-- BEGIN Document text --

This first valve 17 includes: a plug member 18 having a shape which
can close the upper opening 15 of the outer casing 4; and a moving
means 19 allowing this plug member 18 to move in the up and down
direction. The moving means 19 is provided outside the
high-pressure container 2 to allow the plug member 18 to move
upward and downward. This movement of the plug member 18 opens and
closes the upper opening 15; thereby, the pressure medium gas
passing through the upper opening 15 can be distributed and blocked
as appropriate.
[0028] The inner casing 3 is a casing arranged inside the outer
casing 4. In the same way as the outer casing body 13 of the outer
casing 4, the inner casing 3 integrally includes a circumferential
wall portion and an upper lid portion. The circumferential wall
portion is formed in a substantially cylindrical shape extending
along the up and down direction, and the upper lid portion closes
an upper end opening of the circumferential wall portion. The
circumferential wall portion of the inner casing 3, having an outer
diameter smaller than an inner diameter of the circumferential wall
portion of the outer casing body 13 of the outer casing 4 is
arranged and spaced radially inward from an inner circumferential
surface of the outer casing body 13. That is, the inner casing 3 is
arranged so that clearances are formed in the radial direction and
the up and down direction between an outer surface of the inner
casing 3 and an inner surface of the outer casing body 13 of the
outer casing 4. The heat shield members are arranged in the
clearances between the outer casing 4 and the inner casing 3. This
heat shield member is formed by a heat shield material having gas
distributability, for example, a graphite material in which carbon
fibers are braided or by a porous material such as ceramic
fibers.
[0029] The inner casing 3 is provided with a heat resisting
material which is the same as that of the outer casing 4. The inner
casing 3 opened downward is arranged in a position slightly above
the top surface of the foregoing outer casing bottom body 14.
Therefore, the clearance in the up and down direction is secured
between a lower end of the inner casing 3 and the top surface of
the outer casing bottom body 14. This clearance configures a
distribution path 23 which allows the pressure medium gas within
the inner casing 3 to be distributed to the inner flow path 22 that
is located outside the inner casing 3.
[0030] The heating unit 7 and the straightening cylinder 8 are
provided within the inner casing 3, and the heating unit 7 is
positioned at the radially outward side of the straightening
cylinder 8. The hot zone is formed inside the straightening
cylinder 8.
[0031] Next, the inner structure of the inner casing 3 will be
explained.
[0032] The heating unit 7 includes plural heater elements (two
heater elements in an example shown in FIG. 1), and these heater
elements are arranged side by side in the up and down direction.
The heating unit 7 is arranged and spaced radially inward from the
inner circumferential surface of the inner casing 3. The
straightening cylinder 8 is arranged and spaced further radially
inward from the heating unit 7.

-- END Document text --
-- BEGIN Data extract --

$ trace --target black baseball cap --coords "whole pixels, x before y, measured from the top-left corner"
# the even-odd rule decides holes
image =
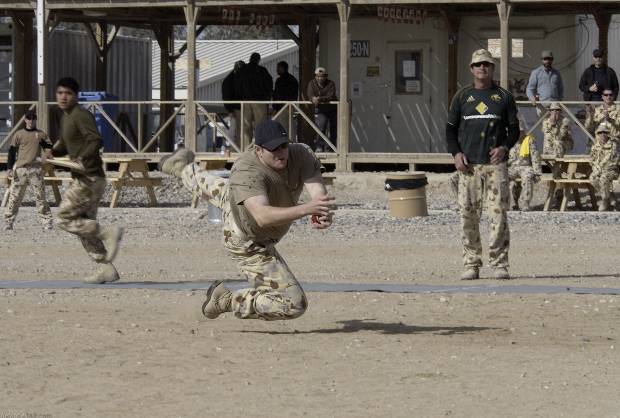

-- END Data extract --

Challenge: Extend the description of the casings and heating unit inside the high-pressure container, starting right after its final sentence.

Answer to this problem:
[0033] An outer gas distribution path 20 and an inner gas
distribution path 21 that allow the pressure medium gas to be
distributed upward and downward are formed at the outer and inner
sides of the heating unit 7, respectively. In particular, the outer
gas distribution path 20 is a flow path formed between the inner
circumferential surface of the circumferential wall portion of the
inner casing 3 and the heating unit 7 and extending along the inner
surface of the inner casing 3 in the up and down direction. The
inner gas distribution path 21 is configured so that most of the
pressure medium gas distributed in this outer gas distribution path
20 flows into the cooling promotion flow path 44 which will be
described in detail below. The inner gas distribution path 21 is a
flow path formed between the inner circumferential surface of the
circumferential wall portion of the inner casing 3 and the
straightening cylinder 8 and extending along an outer
circumferential surface of the straightening cylinder 8 in the up
and down direction. Most of the pressure medium gas distributed in
the inner gas distribution path 21 is divided to flow through
plural gas introduction holes 26 formed in the straightening
cylinder 8 and through the cooling promotion flow path 44.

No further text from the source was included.